··· SUPPLIED INFORMATION

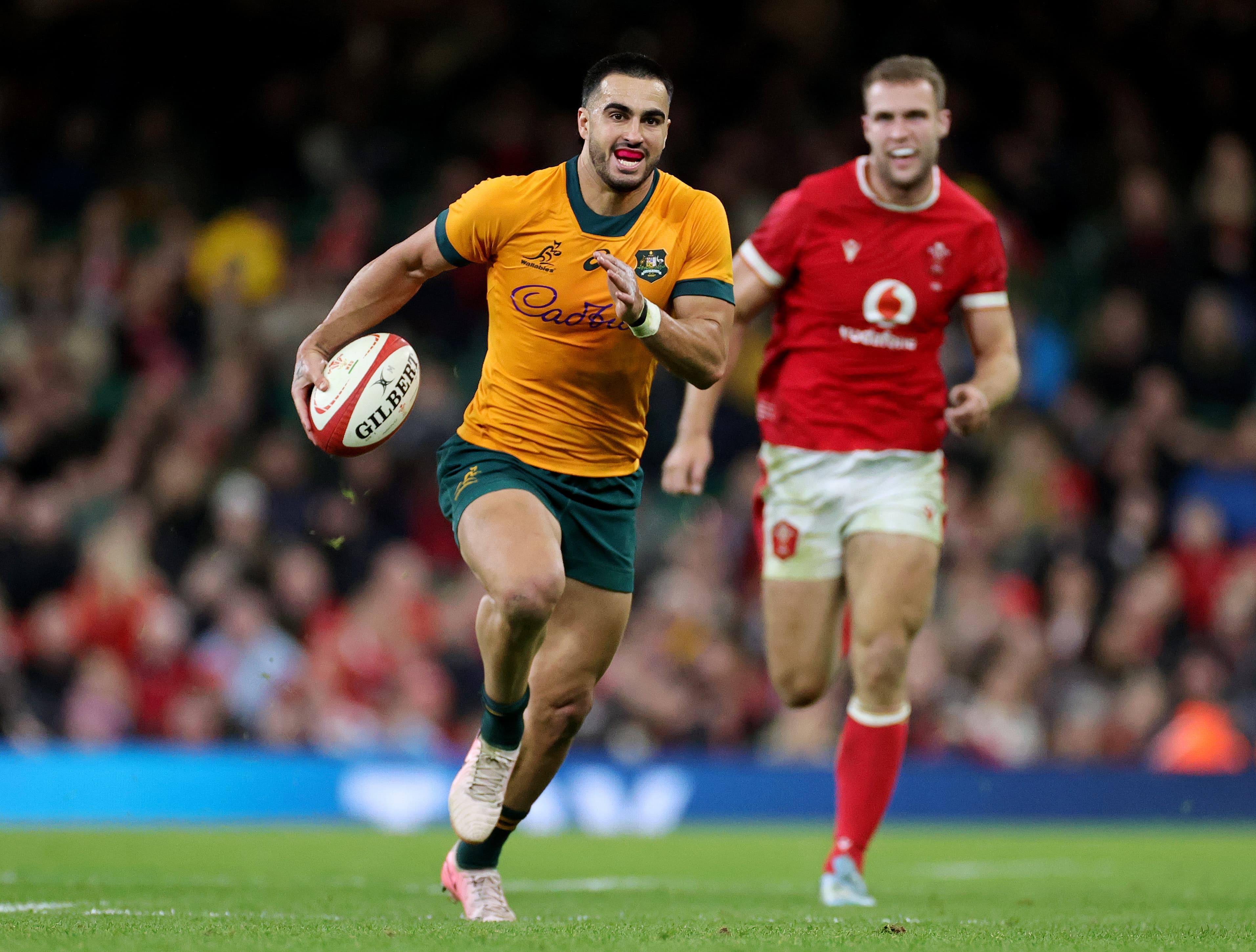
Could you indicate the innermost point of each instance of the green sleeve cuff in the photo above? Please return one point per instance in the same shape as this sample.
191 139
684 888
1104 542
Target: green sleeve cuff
704 288
443 242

······

Pictures in the records must not appear in the copy; transcribe everything else precisely.

Could you indicate the innermost point of each instance of the green sleeve cuff in the photo above? Please return one point per instance in the same shape as this sample.
191 139
684 888
1104 542
Target: green sleeve cuff
704 288
443 242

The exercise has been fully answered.